Saved entries
Segment Open
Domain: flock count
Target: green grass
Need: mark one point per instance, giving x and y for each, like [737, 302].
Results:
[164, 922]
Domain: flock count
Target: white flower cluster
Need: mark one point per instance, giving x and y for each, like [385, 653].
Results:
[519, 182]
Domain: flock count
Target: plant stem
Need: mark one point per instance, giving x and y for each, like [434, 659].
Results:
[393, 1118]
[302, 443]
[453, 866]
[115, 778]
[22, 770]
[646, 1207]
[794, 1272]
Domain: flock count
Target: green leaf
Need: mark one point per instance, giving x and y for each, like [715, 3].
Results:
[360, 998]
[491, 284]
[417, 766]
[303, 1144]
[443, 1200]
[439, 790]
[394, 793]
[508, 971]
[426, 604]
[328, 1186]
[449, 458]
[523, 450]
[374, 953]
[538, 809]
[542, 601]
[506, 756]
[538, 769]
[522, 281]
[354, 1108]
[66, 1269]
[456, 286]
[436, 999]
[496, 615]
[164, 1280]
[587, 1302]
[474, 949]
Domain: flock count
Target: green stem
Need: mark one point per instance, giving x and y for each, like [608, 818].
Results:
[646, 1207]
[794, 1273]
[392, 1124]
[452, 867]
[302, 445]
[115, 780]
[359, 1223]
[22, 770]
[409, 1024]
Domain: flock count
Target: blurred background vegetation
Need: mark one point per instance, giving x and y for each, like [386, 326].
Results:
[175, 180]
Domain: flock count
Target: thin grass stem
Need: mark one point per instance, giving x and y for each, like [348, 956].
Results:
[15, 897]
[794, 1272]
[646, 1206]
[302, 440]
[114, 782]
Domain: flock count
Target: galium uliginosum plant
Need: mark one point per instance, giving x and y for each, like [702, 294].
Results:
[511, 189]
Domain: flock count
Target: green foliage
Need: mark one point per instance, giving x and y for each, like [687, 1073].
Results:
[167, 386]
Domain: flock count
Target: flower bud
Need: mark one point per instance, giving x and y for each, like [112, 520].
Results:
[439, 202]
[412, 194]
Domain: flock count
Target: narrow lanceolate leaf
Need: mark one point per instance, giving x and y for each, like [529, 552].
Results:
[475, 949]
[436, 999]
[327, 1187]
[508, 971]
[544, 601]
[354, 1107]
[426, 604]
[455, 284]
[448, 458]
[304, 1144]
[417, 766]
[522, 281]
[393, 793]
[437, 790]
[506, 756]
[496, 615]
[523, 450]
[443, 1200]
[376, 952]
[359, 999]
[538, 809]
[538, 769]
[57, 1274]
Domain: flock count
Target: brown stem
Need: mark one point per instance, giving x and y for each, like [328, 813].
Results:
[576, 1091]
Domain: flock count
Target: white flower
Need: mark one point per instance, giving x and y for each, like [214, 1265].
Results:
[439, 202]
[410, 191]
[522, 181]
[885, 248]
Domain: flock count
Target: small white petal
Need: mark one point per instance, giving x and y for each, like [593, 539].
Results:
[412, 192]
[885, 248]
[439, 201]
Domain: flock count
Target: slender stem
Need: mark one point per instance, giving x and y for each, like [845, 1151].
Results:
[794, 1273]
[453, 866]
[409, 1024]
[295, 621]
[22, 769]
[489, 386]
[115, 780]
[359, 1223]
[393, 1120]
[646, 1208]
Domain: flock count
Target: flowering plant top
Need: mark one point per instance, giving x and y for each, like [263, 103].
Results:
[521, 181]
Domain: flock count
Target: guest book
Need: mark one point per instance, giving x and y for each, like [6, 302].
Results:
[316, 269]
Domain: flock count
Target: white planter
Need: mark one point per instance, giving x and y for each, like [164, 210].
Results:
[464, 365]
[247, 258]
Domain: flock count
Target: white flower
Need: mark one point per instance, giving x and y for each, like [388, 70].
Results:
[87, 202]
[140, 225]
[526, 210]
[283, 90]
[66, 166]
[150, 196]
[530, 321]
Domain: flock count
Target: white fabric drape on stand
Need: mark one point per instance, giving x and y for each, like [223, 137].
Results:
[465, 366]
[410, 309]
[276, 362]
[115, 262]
Segment Closed
The expected answer is each line of the records above that includes the string "stem".

Target: plant stem
Target: green stem
Target: thin grass stem
Target: brown stem
Target: slender stem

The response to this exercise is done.